- SOAL LATIHAN -
1) Salin kembali bagian teks tentang panggung dan musik persis seperti aslinya. Mulailah dari kata-kata yang memuat "Dibutuhkan sebuah kekompakkan" dan berhentilah setelah "membosankan.".
2) Menurut teks tentang panggung dan musik, apa yang menjadi tolak ukur keberhasilan sebuah pementasan?
3) Tuliskan lanjutan teks tentang panggung dan musik, dimulai setelah kalimat terakhir yang ditampilkan.

Akhirnya, panggung yang teologis mematuhkan publik yang duduk dengan pasif,
publik penonton, publik consumer, publik penikmat (Derrida, 1978).
Penonton menjadi sebuah tolak ukur
keberhasilan sebuah pementasan. Sama halnya dengan sebuah pertunjukan music.
Walaupun music adalah sebuah pertunjukan secara universal yang dapat dinikmati
kalangan masyarakat awam. Namun music klasik mempunyai minat tersediri.
Dibutuhkan sebuah kekompakkan dan penyatuan rasa antara pemain dengan lagu yang
dibawakan agar music yang dipentaskan tidak meninggalkan kesan monoton dan
membosankan.
Panggung bukan lagi tempat berkuasanya
penulis dan teks. Aktor tidak akan lagi menjadi pihak yang didikte; penulis
bukan lagi seorang dictator atas apa yang ditampilkan di panggung. keriuahannya
belum dijinakan oleh kata-kata. Panggung akan menjadi seni perbedaan atau seni
belanja tanpa ekonomi, tanpa ada keraguan, tanpa kembalian, tanpa sejarah
(1978: 247). Ketika diatas panggung gesture yang diciptakan mengalir begitu
saja. Ini terjadi karena dalam proses kreatif pemain dalam mencari bentuk dalam
setiap nada dari lagu yang dimainkan.

- ENTRI MENTAH -
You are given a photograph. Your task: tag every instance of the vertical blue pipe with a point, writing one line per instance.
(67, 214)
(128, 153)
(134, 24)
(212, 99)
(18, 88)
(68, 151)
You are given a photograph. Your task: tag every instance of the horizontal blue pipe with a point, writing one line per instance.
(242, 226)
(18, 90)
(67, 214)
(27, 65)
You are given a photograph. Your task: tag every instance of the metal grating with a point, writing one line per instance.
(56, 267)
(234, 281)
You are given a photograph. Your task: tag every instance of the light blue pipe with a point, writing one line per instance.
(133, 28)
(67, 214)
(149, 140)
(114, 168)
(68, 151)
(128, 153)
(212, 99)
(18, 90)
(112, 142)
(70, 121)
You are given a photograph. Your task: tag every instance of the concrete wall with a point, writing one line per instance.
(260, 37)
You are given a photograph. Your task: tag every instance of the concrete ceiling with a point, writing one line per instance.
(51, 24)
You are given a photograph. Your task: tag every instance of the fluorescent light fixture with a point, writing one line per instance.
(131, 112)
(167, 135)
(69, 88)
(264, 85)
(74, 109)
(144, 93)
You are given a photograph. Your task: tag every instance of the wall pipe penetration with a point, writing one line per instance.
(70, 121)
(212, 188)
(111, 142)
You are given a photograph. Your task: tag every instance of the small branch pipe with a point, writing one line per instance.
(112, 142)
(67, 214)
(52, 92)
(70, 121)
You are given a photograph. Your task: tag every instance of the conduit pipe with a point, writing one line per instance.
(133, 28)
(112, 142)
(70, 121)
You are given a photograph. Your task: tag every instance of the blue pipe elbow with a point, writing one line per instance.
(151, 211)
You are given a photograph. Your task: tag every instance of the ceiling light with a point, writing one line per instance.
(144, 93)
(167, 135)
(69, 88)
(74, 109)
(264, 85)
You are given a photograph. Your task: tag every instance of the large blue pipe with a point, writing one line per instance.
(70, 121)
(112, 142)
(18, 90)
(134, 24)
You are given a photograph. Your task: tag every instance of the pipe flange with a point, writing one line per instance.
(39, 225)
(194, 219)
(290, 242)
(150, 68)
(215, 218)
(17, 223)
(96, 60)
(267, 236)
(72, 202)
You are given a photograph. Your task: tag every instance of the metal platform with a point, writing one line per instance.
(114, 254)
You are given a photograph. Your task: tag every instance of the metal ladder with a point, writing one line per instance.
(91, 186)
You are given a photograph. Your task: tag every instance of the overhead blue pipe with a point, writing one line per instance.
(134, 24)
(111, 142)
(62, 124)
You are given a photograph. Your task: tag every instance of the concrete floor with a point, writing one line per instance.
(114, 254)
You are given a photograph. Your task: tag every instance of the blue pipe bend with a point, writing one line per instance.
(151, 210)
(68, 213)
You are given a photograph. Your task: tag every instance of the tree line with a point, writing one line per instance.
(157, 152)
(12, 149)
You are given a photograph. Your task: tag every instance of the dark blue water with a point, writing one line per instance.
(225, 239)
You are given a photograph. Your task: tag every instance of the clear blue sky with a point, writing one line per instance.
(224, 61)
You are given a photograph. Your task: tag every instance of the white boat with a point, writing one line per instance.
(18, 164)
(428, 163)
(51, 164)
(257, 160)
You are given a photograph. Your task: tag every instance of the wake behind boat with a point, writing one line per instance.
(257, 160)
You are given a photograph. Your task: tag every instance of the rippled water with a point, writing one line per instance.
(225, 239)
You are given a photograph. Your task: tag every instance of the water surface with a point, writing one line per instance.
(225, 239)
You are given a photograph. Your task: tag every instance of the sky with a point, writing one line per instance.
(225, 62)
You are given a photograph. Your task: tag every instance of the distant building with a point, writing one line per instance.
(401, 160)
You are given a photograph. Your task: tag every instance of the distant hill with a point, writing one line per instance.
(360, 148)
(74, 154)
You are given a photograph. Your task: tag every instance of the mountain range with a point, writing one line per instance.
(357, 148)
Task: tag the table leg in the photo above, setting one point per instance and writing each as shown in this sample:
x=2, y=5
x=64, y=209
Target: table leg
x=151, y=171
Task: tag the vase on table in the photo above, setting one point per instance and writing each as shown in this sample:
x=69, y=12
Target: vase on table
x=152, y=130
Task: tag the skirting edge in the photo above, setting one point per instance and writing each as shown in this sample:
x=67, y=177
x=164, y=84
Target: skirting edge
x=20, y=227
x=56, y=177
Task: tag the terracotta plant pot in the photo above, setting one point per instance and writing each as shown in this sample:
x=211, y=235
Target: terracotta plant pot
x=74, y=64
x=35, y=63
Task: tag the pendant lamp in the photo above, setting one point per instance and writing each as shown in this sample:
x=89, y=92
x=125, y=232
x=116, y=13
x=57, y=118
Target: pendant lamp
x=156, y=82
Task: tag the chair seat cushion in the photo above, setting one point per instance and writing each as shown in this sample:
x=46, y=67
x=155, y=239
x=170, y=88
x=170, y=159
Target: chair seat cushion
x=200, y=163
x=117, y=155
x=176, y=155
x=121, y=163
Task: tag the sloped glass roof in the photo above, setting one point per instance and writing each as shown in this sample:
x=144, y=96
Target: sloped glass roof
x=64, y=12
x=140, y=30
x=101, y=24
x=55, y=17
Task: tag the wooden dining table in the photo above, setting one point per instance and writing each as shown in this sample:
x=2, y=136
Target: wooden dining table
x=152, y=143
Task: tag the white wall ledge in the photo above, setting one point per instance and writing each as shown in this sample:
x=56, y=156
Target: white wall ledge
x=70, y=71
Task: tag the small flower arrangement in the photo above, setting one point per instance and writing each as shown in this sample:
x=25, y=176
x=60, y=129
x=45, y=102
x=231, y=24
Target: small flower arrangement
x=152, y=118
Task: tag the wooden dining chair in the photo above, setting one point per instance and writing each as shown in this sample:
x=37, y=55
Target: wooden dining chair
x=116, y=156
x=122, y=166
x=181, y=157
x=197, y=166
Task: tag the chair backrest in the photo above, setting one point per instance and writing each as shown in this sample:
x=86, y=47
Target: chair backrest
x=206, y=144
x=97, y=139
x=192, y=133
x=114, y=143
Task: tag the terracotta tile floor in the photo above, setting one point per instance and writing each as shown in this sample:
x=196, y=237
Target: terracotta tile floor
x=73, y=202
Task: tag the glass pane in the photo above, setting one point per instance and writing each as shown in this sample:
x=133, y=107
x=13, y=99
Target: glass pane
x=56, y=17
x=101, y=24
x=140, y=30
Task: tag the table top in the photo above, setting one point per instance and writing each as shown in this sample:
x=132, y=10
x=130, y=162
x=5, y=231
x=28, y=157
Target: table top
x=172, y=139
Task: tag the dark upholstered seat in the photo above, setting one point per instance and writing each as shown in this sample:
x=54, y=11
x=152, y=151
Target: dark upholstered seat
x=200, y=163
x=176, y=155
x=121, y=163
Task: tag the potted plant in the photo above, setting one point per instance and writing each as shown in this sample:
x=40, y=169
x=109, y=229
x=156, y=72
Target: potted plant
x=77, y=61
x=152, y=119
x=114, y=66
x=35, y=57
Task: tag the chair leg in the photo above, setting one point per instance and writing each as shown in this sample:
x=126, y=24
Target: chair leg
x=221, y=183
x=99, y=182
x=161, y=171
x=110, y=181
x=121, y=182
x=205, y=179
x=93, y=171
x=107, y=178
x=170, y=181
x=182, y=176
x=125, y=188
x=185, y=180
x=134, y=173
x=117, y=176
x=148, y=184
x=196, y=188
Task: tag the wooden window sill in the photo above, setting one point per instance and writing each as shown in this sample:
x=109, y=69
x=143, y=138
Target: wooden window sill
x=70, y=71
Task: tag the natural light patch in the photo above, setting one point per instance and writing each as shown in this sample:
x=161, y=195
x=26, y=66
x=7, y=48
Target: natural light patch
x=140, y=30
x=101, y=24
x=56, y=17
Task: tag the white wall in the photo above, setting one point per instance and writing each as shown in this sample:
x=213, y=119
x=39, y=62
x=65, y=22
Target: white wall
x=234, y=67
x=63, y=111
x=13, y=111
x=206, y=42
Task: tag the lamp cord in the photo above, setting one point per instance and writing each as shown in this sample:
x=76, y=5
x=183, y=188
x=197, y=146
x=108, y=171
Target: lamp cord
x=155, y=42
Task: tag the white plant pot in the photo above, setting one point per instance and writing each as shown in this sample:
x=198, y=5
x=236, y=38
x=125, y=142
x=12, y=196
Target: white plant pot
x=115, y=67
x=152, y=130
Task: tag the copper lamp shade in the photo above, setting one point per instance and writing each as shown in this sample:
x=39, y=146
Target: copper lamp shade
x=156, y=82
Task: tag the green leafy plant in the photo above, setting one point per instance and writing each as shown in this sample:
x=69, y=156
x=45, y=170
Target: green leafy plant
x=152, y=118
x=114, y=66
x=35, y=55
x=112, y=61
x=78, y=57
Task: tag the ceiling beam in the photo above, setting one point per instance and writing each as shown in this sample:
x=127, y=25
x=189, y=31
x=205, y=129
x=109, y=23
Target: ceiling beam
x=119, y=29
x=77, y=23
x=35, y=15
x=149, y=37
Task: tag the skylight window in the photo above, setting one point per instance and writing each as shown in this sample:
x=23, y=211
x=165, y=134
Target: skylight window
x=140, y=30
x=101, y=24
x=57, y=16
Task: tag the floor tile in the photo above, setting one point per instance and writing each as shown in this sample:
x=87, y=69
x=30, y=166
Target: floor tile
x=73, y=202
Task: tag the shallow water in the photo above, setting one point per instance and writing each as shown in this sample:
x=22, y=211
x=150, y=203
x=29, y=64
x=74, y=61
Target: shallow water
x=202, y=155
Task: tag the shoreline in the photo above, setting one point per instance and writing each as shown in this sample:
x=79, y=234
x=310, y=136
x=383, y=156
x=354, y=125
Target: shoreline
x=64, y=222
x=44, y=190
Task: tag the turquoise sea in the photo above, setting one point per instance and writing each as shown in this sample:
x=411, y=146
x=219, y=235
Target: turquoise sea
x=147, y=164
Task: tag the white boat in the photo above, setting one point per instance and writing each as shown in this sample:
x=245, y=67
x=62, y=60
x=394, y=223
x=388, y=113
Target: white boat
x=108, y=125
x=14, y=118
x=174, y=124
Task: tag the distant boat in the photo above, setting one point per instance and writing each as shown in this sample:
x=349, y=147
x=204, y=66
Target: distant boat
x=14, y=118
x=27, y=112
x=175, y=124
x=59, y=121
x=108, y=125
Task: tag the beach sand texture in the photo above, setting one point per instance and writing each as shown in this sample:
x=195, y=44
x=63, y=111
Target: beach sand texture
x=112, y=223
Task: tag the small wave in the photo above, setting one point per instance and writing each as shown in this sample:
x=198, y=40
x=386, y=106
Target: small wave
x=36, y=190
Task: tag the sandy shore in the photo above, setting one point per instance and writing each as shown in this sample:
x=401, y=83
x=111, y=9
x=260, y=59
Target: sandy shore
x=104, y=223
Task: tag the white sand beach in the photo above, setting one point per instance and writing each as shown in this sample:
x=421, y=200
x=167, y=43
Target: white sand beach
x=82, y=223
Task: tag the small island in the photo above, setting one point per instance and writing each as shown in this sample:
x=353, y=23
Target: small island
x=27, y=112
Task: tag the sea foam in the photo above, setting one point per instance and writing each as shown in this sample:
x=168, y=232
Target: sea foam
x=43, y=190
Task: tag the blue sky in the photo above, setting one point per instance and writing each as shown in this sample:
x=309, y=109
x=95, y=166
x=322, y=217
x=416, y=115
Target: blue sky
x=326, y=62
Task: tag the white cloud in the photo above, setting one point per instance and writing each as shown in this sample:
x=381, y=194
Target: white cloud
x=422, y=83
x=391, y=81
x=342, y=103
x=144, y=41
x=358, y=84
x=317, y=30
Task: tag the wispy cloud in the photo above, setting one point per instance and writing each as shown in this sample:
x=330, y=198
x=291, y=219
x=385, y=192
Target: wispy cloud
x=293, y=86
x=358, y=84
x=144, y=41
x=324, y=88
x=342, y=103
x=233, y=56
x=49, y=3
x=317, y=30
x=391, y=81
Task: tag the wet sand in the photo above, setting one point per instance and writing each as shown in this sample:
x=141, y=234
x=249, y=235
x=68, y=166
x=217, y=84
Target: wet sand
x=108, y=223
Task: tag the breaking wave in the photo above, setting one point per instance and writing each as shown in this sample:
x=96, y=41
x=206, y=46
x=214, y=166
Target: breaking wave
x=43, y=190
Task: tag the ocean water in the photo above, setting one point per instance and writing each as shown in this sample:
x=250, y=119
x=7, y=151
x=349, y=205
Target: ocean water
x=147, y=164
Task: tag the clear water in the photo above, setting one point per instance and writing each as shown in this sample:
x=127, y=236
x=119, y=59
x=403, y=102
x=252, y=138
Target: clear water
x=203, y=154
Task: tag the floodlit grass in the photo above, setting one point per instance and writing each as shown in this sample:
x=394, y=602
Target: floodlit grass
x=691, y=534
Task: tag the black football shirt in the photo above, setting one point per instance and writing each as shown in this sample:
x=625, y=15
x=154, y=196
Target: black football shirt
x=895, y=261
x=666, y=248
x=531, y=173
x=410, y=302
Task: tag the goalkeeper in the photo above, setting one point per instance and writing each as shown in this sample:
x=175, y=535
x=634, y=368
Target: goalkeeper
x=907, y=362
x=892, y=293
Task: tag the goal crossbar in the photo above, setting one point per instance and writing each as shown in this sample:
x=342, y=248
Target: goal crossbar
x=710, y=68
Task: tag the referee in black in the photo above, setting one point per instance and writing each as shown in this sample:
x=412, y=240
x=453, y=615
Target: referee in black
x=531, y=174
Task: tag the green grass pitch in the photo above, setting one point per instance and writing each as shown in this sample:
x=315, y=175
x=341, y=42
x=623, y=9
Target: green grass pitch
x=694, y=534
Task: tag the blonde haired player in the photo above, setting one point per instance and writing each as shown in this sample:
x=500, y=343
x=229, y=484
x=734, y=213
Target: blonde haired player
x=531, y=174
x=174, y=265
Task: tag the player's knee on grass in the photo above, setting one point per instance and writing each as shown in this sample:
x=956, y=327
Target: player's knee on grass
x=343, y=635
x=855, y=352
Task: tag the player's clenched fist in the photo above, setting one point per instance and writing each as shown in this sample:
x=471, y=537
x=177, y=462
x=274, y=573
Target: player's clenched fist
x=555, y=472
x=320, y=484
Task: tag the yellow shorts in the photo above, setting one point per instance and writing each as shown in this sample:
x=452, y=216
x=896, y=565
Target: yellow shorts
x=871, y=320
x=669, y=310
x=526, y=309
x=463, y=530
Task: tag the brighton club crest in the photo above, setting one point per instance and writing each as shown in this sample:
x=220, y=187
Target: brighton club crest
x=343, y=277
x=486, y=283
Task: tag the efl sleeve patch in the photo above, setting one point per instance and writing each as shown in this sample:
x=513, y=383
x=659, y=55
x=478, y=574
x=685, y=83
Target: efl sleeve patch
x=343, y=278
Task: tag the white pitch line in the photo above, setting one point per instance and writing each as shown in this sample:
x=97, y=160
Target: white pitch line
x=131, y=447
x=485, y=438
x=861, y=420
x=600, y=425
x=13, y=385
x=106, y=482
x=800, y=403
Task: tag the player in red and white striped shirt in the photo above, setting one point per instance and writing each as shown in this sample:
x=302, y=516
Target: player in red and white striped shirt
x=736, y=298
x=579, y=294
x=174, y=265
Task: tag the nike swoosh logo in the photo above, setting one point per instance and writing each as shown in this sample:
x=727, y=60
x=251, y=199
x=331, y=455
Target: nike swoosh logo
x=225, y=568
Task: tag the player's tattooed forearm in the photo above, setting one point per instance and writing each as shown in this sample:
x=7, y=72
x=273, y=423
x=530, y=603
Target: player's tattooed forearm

- JAWABAN -
1)
Dibutuhkan sebuah kekompakkan dan penyatuan rasa antara pemain dengan lagu yang
dibawakan agar music yang dipentaskan tidak meninggalkan kesan monoton dan
membosankan.

2) Penonton.

3)
Pembahasan
Interpretasi merupakan proses menelaah/
menyampaikan makna yang terkandung pada sebuah lagu, dari makna tertulis maupun
tidak tertulis. Seperti karya tersebut diciptakan saat apa, suasana sang
komposer seperti, sehingga sebagai pemain harus dapat mempelajari sinopsis
karya tersebut agar dapat menyampaikan makna dalam lagu tersebut dan penonton
dapat menerimanya. Pencipta lagu mempunyai makna tersendiri dalam menciptakan
lagu tersebut, tetapi pemain mempunyai pembacaan teks tersendiri terhadap karya
lagu tersebut disinilah proses dekontruksi terjadi. Perbedaan dari segi kultur,
pengalaman, dan pemahaman pemain dapat berbeda dengan apa yang ingin
disampaikan oleh pencipta lagu. Gestur
juga salah satu sarana dalam membantu proses interpretasi. Gestur dapat berupa
dekontruksi yang menjadi interpretasi lebih hidup dan bermakna, karena memiliki
pergerakan yang selaras dengan dinamika dan makna yang terkandung dalam karya
tersebut.
Pandangan mengenai seberapa penting gestur
mempengaruhi interpretasi musikal pada pemain marimba terletak pada proses
pemain tersebut menganalisis dari segi formal maupun materialnya. Hal ini
menjadikan gestur sebagai media dalam menerjemahkan ekspresi musik yang
dimainkan terhadap audiens, sehingga proses interaksi antara pemain dengan
penonton dapat diterima.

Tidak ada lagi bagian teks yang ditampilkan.